Stored entries:
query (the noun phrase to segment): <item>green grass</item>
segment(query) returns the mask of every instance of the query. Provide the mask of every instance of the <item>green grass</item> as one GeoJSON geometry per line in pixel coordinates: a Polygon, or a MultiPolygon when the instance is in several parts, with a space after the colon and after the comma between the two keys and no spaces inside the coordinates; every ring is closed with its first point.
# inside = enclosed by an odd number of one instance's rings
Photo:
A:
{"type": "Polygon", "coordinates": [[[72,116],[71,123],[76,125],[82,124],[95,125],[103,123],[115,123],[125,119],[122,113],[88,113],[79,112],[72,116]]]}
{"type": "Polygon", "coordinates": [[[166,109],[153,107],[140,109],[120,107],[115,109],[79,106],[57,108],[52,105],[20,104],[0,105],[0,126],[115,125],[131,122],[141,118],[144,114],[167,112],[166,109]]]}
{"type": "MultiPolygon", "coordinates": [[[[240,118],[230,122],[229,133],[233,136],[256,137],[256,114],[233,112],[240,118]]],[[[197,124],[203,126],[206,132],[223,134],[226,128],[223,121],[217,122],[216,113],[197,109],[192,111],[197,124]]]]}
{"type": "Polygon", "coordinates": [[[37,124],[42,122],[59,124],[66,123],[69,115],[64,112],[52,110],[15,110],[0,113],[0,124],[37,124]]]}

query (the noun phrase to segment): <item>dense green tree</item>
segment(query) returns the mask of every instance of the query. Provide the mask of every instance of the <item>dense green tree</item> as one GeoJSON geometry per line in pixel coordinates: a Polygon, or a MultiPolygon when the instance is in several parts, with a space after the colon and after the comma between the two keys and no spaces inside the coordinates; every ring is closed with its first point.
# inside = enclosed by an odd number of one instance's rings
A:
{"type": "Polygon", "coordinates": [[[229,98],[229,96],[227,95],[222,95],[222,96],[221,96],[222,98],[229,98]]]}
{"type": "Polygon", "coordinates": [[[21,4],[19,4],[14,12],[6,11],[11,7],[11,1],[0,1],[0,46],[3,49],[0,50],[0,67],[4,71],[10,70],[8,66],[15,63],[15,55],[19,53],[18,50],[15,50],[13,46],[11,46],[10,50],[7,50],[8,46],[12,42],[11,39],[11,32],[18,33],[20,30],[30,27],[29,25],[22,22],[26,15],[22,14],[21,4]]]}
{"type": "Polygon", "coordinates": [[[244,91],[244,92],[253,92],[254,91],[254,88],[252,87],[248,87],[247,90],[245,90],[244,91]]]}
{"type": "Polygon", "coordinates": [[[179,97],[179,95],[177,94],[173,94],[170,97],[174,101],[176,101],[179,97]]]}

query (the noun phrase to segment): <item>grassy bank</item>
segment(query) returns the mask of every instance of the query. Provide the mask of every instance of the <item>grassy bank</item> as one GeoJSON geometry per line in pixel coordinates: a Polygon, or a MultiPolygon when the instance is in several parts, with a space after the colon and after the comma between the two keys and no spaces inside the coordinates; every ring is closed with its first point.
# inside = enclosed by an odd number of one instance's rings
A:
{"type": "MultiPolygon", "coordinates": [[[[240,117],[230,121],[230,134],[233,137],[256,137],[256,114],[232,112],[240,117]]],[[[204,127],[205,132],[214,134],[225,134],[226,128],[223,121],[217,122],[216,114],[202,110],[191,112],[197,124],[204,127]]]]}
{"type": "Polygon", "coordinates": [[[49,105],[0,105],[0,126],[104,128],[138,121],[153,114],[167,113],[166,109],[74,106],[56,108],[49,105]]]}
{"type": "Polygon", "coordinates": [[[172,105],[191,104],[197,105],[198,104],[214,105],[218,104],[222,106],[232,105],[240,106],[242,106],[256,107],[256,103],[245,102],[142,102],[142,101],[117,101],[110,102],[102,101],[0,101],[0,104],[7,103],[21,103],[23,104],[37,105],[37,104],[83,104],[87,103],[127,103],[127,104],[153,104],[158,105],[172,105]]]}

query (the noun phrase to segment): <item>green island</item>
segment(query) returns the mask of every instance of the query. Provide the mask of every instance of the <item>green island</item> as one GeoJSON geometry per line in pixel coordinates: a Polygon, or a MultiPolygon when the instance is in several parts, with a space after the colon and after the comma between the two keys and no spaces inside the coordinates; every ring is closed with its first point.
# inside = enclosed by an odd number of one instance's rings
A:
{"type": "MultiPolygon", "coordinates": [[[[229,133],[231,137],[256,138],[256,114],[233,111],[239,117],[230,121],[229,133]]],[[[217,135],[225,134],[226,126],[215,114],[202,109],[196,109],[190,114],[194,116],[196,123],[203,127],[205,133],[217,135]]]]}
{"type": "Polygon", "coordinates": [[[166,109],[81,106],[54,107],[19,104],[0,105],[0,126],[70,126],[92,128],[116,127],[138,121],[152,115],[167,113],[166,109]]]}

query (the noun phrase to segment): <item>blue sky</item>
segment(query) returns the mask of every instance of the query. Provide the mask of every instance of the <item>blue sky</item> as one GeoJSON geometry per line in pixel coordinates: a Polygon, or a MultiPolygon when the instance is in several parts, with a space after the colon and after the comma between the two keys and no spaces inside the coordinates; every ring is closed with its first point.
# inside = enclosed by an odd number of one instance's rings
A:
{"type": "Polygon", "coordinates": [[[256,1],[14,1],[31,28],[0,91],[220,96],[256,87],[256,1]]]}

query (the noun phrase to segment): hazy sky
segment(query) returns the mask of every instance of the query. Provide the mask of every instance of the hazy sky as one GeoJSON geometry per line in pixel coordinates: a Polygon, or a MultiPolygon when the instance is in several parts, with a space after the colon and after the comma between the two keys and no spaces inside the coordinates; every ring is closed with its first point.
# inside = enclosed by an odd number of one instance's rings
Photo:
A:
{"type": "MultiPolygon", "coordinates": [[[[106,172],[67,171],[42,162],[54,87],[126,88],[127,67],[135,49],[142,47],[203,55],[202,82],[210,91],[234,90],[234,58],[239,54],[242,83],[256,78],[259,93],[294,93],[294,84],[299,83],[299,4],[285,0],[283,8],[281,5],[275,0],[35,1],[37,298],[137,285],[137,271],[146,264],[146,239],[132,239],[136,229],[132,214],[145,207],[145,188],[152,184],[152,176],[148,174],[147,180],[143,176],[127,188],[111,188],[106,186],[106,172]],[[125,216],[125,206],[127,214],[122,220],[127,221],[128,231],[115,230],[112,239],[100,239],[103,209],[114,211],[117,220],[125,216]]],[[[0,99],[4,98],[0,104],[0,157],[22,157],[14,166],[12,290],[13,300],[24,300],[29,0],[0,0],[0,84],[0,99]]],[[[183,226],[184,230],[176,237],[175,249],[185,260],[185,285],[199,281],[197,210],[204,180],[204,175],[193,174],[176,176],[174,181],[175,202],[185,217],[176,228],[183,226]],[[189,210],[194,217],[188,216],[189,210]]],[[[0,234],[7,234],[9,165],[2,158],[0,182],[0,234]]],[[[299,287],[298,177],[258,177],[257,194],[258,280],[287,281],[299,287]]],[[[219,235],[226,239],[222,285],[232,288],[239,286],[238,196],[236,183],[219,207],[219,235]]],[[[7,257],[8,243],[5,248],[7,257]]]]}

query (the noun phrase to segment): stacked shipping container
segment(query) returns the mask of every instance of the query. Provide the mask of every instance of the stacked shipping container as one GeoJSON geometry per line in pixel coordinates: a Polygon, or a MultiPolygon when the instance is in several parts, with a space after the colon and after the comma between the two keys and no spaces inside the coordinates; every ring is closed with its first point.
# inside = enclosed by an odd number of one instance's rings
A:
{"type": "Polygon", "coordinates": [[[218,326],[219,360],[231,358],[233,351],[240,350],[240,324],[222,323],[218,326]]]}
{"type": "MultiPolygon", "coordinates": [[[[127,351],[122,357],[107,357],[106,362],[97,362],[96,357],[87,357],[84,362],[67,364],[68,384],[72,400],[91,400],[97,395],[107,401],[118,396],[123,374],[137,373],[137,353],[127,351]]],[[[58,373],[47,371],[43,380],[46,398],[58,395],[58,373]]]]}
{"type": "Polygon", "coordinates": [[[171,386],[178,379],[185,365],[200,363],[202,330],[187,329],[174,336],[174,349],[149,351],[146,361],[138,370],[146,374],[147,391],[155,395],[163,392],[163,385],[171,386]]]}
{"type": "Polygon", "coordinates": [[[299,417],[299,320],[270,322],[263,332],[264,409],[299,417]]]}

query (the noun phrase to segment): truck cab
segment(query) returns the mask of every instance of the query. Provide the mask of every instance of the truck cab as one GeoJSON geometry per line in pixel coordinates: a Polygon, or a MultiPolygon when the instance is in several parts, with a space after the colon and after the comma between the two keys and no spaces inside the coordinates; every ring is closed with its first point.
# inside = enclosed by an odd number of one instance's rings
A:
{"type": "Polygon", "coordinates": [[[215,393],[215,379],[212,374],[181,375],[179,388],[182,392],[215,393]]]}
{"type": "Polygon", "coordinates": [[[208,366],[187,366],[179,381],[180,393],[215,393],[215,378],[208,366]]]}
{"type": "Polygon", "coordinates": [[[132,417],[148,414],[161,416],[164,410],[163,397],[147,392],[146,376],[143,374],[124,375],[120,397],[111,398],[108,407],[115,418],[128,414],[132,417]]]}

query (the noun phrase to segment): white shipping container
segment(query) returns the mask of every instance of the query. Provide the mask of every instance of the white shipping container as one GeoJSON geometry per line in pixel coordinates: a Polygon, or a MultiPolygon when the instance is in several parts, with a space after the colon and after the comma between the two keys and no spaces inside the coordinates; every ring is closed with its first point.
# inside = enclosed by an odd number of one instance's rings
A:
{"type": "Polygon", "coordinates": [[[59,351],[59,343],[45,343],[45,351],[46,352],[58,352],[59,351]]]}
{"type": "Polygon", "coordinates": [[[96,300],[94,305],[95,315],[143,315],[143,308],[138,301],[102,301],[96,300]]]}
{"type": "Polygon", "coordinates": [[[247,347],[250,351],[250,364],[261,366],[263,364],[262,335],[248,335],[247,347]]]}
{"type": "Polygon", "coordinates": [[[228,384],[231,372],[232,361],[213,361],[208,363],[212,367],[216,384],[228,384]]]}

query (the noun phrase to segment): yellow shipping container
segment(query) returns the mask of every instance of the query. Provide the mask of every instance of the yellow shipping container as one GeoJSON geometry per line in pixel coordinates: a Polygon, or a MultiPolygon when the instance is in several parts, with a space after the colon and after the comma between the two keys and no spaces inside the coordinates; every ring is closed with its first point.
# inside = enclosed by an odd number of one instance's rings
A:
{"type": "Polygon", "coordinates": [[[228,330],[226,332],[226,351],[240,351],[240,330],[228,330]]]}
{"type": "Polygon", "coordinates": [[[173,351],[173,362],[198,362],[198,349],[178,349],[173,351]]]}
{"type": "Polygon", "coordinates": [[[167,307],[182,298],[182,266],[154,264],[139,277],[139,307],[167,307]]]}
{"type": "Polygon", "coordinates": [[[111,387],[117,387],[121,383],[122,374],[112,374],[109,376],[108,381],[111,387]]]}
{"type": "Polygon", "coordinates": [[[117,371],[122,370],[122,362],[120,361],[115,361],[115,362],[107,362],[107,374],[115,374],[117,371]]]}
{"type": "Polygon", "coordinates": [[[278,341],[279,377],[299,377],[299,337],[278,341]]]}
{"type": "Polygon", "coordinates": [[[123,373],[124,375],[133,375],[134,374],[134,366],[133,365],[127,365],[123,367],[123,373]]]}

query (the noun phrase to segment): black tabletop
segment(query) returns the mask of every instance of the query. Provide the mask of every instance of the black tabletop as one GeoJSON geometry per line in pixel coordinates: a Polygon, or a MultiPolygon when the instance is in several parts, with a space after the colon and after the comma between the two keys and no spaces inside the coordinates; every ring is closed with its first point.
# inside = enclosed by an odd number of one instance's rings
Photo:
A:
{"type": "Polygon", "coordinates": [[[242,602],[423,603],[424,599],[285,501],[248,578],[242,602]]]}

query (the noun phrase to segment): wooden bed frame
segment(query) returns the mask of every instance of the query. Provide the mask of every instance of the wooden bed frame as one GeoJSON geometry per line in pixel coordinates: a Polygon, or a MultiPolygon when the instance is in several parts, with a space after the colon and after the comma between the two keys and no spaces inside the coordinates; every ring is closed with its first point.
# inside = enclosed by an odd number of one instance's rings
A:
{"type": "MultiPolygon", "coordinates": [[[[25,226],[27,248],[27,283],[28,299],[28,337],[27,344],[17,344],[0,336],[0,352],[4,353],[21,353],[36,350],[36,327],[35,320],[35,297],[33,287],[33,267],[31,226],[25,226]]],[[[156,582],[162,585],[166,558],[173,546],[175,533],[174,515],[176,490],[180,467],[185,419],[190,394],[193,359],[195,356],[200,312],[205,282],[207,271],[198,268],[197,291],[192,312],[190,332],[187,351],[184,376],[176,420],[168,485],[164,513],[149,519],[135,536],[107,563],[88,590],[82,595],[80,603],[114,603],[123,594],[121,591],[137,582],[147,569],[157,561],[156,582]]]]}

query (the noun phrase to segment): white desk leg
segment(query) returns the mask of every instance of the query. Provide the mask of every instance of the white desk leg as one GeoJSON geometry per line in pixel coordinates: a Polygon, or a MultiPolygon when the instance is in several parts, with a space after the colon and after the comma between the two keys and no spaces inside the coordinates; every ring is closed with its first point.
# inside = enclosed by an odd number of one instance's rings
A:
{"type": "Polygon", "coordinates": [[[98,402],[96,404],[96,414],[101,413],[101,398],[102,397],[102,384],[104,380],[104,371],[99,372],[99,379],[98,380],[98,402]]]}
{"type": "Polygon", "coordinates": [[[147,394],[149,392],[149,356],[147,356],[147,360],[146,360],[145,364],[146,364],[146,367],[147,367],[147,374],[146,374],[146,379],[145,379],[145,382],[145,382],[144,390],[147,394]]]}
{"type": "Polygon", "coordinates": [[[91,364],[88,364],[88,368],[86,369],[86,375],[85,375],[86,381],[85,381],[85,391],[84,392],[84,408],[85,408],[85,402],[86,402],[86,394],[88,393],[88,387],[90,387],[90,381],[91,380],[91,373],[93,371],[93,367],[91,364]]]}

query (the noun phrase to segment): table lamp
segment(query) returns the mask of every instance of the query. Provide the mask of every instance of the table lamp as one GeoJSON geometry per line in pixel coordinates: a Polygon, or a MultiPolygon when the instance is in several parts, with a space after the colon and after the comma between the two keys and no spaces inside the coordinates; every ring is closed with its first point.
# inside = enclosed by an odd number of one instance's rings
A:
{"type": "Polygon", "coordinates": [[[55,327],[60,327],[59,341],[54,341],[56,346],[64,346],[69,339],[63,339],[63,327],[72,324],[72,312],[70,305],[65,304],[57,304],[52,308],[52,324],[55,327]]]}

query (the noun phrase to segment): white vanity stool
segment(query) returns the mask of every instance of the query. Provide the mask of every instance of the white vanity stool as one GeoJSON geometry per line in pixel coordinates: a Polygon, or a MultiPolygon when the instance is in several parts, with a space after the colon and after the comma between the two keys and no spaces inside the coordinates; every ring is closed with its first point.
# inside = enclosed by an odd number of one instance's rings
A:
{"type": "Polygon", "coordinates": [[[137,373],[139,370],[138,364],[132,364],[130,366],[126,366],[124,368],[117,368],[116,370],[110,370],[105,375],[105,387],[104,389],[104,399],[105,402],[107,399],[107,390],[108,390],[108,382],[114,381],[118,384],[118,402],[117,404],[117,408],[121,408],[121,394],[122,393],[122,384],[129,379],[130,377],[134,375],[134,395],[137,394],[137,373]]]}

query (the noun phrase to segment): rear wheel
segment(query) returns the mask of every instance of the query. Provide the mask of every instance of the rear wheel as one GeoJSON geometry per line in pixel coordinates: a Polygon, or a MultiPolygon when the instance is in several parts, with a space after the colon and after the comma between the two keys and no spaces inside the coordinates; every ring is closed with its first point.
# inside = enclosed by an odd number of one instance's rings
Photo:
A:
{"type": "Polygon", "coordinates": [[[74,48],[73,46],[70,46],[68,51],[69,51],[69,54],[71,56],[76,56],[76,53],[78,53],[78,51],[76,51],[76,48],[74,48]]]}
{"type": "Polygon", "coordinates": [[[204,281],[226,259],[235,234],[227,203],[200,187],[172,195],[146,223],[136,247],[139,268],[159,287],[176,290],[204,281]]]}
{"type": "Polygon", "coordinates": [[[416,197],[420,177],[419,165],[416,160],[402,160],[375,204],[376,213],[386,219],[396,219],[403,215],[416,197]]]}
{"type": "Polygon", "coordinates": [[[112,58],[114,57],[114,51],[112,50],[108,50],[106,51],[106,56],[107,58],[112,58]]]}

Stated problem:
Go through the entries above and copy out each line that contains the word "island". Case counts.

Exercise output:
query (the noun phrase to segment): <item>green island</item>
segment(query) returns the mask of every instance of the query. Provide the mask of every instance of the <item>green island</item> as one GeoJSON geometry per line in pixel coordinates: a Polygon, or a MultiPolygon when the instance is in several parts, with a space after the colon and after the comma between the two keys and no spaces inside the coordinates; every ring is closed with its first point.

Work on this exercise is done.